Your task is to output the data exactly as it stands.

────────────────

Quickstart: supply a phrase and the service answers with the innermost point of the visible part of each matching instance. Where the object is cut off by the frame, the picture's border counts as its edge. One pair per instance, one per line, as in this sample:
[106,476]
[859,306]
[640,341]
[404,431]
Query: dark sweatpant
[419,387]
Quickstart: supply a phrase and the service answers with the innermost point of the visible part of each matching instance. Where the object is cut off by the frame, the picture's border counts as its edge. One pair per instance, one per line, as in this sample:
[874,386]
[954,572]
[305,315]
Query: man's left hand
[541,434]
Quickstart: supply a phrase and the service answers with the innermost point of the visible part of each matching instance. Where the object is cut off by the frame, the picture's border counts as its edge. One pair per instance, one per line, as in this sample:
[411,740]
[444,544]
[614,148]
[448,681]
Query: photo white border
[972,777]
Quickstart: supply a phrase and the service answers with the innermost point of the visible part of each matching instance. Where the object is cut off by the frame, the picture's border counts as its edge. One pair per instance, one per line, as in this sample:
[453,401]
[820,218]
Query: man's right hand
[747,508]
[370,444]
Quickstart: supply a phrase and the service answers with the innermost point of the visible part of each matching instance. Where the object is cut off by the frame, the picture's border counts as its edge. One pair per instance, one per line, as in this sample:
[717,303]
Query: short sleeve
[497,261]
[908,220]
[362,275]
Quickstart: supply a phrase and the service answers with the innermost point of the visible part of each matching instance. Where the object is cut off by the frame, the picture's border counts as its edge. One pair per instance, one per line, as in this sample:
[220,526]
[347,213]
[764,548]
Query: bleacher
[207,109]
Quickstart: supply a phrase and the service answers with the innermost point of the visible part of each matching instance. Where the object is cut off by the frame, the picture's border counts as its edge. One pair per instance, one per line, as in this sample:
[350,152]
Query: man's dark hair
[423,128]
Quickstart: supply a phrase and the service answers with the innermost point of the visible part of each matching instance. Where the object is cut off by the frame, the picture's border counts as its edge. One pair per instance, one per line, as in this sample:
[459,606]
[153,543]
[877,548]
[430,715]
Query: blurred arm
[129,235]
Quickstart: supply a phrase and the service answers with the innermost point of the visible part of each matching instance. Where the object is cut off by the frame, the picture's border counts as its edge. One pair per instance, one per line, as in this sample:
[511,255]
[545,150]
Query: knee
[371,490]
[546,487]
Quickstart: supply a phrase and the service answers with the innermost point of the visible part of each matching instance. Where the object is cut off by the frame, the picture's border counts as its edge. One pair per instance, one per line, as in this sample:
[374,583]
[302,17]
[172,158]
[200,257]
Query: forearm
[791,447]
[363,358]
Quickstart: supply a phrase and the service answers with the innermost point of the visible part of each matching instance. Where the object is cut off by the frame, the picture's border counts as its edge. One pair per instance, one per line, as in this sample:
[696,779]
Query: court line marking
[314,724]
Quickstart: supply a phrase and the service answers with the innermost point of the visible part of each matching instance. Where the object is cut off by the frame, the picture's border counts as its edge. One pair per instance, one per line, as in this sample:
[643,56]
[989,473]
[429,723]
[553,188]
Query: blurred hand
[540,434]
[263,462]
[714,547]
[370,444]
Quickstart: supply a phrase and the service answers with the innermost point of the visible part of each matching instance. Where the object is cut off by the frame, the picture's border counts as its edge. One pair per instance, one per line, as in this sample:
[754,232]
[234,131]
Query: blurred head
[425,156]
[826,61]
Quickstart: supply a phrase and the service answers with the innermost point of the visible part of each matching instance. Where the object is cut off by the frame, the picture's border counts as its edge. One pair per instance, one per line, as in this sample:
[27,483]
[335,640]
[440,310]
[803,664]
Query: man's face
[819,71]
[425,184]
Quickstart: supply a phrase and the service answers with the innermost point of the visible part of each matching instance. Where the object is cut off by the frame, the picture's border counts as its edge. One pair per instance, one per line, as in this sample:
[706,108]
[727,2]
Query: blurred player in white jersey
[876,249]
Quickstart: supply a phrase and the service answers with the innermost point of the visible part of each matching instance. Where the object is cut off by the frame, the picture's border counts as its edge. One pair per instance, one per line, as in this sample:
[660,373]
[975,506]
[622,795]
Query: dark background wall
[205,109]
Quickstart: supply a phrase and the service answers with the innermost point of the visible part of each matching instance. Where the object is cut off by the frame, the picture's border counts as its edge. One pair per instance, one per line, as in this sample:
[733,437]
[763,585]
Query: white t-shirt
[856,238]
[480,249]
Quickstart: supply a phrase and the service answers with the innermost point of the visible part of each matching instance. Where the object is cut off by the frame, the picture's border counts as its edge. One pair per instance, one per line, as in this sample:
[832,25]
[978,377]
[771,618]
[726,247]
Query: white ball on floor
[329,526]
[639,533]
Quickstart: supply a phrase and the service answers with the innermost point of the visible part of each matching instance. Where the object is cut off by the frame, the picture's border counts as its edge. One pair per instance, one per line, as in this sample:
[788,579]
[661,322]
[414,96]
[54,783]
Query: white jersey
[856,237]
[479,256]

────────────────

> _TASK ANSWER_
Quickstart: supply a phrase and the service answers with the innermost point of the visible part of each matching instance. Where the object is cut off by the frame, the picture's border counts as its edge. One pair per instance, one per line, as in this sample:
[106,476]
[859,306]
[640,341]
[404,431]
Query: dark sweatpant
[419,387]
Quickstart: supply a phrase and the service answers with the innermost point of the visible part of each matching instance. Where the object is cut off by the frame, the picture's border counts as its edge. One pair per instance, one per line, as in this sample:
[874,386]
[954,572]
[305,315]
Query: man's left hand
[541,434]
Quickstart: supply a phrase and the service answers with the innermost point of the visible part of each matching instance. Where the object is cut off by the frame, the picture's border counts as its edge. One pair per instance, one per line, as in this sample:
[411,740]
[444,544]
[614,148]
[448,681]
Query: photo white border
[972,777]
Quickstart: supply a phrase and the service answers with the innermost point of the visible part of each matching instance. Where the object is cut off by the frame, the picture's border counts as its edge. One pair per instance, one per line, as in this sample:
[453,401]
[820,218]
Query: man's right hand
[747,508]
[370,444]
Quickstart: supply a phrase and the service answers with the innermost point of the visible part of each matching instance. Where the object is cut off by the frame, the picture's border counts as its edge. One pair per instance, one per line, as in this sample:
[717,303]
Query: short sleeve
[497,261]
[908,220]
[362,275]
Quickstart: supply a phrase and the service answers with the innermost point of the visible part of each matching instance. Where the object is cut off by the frame, the picture's border counts as its edge. One pair per instance, one per line, as in this sample:
[220,526]
[347,213]
[764,548]
Query: bleacher
[207,109]
Quickstart: supply a phrase and the service answers with the innermost point of the visible part of each matching instance. Where the object is cut off by the frame, the picture's border counts as its edge. One pair per instance, one per line, as in this sample:
[350,152]
Query: man's dark hair
[423,128]
Quickstart: supply a phrase and the service answers with the innermost point of the visible part of each matching instance. Where the object is cut off by the frame, the picture's border counts as its edge. One pair per instance, one per line, as in this sample:
[459,606]
[153,543]
[877,548]
[430,715]
Query: blurred arm
[129,235]
Quickstart: supply a phrase and the service answers with the innermost point of the visible part of each matching instance. Where the object is cut off by the frame, the picture's border counts as its edge. One pair per instance, one per line, as in this sample:
[511,255]
[545,150]
Query: knee
[371,490]
[546,487]
Quickstart: supply a phrase and the service answers with the innermost point of the visible part of each matching instance. Where the object is cut off by the frame, the picture's border counts as its edge. One pair per instance, one per line, as in this sample:
[374,583]
[302,17]
[172,158]
[200,257]
Query: forearm
[791,447]
[363,358]
Quickstart: supply a phrase and the service answers with the innermost point of the visible part of each matching instance. Where the object is cut off by the frame, the picture's border counts as its edge. One pair per instance, one per line, as in this sample:
[696,779]
Query: court line marking
[314,724]
Quickstart: supply a phrase and the service answers with the innermost point of the visible part of each matching instance. Where the object is cut off by the frame, the picture's border counts as its edge. One pair per instance, one per line, as in this sample:
[643,56]
[989,473]
[429,723]
[553,188]
Query: blurred hand
[540,434]
[263,462]
[714,547]
[370,444]
Quickstart: supply a phrase and the service answers with the innermost point of the visible part of each matching instance. Where the object is cut off by the frame, the picture's border counts as its edge. One pair per instance, one per line, as in this sample:
[754,232]
[234,131]
Query: blurred head
[425,156]
[826,61]
Quickstart: supply a phrase and the service answers with the innermost point of the visible part of each matching instance. Where the object is cut off by the frame, the picture's border counts as its edge. One pair per instance, one per line, as in this sample:
[27,483]
[335,640]
[440,310]
[803,664]
Query: man's face
[819,71]
[425,184]
Quickstart: supply a phrase and the service answers with the innermost point of the visible part of each matching instance. Where the object is cut off by the frame, the picture's border counts as its edge. One pair per instance, one per line, as in this sample:
[706,108]
[727,2]
Query: blurred player in white jersey
[876,249]
Quickstart: supply a phrase and the service answers with the innermost point of the visible part of each matching instance. Where the object is cut off by the frame, the picture's border counts as its edge. One pair per instance, one per line, as in this sample:
[660,373]
[975,506]
[622,795]
Query: dark background wall
[205,109]
Quickstart: supply a phrase and the service answers with the innermost point of the visible part of each matching instance. Where the object is cut off by the frame, the picture's border counts as its edge. One pair per instance, one per line, as in this sample:
[733,437]
[763,585]
Query: white t-shirt
[856,238]
[480,249]
Quickstart: supply a phrase and the service answers with the innermost point of the visible part of each matching instance. Where the object is cut off by the frame, the picture's border counts as its edge. One pair per instance, one per line, as in this sample:
[832,25]
[978,377]
[771,618]
[726,247]
Query: white ball on floor
[329,526]
[639,533]
Quickstart: supply a phrase and the service answers with the innermost point of the visible part of each matching instance. Where the object is cut off by the frame, the picture's border counts as its edge. One pair per instance, one per line, as in this sample:
[788,579]
[661,322]
[414,96]
[54,783]
Query: white jersey
[856,237]
[479,256]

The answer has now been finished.